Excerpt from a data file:

☆ ☆ ☆ ☆

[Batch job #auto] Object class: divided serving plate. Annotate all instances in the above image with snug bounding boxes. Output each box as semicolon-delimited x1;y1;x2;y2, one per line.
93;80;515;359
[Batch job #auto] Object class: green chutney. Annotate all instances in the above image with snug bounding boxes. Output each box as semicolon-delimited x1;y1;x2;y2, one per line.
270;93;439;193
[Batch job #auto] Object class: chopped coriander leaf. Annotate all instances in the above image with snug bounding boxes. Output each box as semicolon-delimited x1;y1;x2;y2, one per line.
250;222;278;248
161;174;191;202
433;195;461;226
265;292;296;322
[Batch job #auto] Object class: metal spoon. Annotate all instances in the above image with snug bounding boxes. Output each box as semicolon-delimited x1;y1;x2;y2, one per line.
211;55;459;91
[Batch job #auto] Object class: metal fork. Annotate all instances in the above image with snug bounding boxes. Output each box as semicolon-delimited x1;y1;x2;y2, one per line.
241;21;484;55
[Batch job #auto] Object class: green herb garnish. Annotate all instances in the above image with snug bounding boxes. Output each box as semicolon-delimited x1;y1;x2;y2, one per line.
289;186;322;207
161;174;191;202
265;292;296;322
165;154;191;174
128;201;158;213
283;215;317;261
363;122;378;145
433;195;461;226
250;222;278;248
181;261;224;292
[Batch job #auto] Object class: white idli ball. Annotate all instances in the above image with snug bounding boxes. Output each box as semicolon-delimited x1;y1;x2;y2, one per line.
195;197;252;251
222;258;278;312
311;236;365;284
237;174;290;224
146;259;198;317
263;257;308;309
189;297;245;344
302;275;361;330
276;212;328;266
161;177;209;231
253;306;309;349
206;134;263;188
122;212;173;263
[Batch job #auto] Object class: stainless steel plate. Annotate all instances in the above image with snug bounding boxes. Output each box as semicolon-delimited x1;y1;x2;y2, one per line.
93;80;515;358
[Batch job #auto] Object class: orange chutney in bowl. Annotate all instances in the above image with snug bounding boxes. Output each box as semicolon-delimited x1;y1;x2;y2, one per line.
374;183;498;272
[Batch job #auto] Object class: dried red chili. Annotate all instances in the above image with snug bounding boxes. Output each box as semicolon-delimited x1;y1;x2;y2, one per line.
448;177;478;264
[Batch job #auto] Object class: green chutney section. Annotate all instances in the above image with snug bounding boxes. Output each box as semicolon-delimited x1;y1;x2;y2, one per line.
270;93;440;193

☆ ☆ ☆ ☆

Please write out every line of the material above word for word, leaving nothing out and changing nothing.

[Batch job #auto] Object class: divided serving plate. Annotate all instances in the above image with snug bounding boxes. Output each box as semicolon-delimited x1;y1;x2;y2, one per line.
93;80;515;359
[Batch job #auto] Object class: green chutney. Annotate all instances in the above image with snug bounding boxes. Output each box as semicolon-delimited x1;y1;x2;y2, one per line.
270;93;439;193
[Batch job #auto] Object class: chopped coriander leaf. Annotate all instances in the above image with snug bounding boxes. Output each box as semicolon-delimited x1;y1;x2;y2, one per line.
250;222;278;248
161;174;191;202
433;195;461;226
265;292;296;322
[Batch job #auto] Object class: metal spoon. Annotate all instances in the above image with snug bounding boxes. Output each box as semicolon-delimited x1;y1;x2;y2, one per line.
211;55;459;91
[Batch job #auto] Object class: metal fork. Annotate all instances in the above image with snug bounding boxes. Output each box as semicolon-delimited x1;y1;x2;y2, one per line.
241;21;484;55
[Batch job #auto] Object class: green herb garnish. Annotate all instances in the above image with snug bounding boxes. Output each box as semicolon-delimited x1;y1;x2;y2, one per line.
289;186;322;207
161;174;191;202
265;292;296;322
165;154;191;174
128;201;158;213
283;215;317;261
363;122;378;145
433;195;461;226
250;222;278;248
181;261;224;292
[Batch job #auto] Object class: white idli ball. Annotate all instances in the above image with snug bounding boxes. Output each box as semicolon-delimited x1;y1;x2;y2, one per line.
195;197;252;251
222;258;278;312
311;236;365;284
237;174;290;224
146;259;198;317
263;257;308;309
189;297;245;344
302;275;361;330
276;212;328;266
161;177;209;231
253;306;309;349
206;134;263;188
122;212;173;263
[Batch job #auto] Object class: stainless steel plate. Annotate all instances in the above image with snug bounding boxes. Output each box as semicolon-delimited x1;y1;x2;y2, one per line.
93;80;515;358
[Batch job #auto] Object class: orange chutney in bowl. Annotate all instances in the above image with snug bounding boxes. Output each box as semicolon-delimited x1;y1;x2;y2, one per line.
374;183;498;272
[Batch job #auto] Object class: dried red chili. Annotate all instances in the above image with snug bounding boxes. Output each box as semicolon-delimited x1;y1;x2;y2, one per line.
448;177;478;264
[Batch job #auto] Object class: green chutney section. Annotate all instances in the above image with snug bounding boxes. Output each box as semicolon-delimited x1;y1;x2;y2, one per line.
270;93;440;193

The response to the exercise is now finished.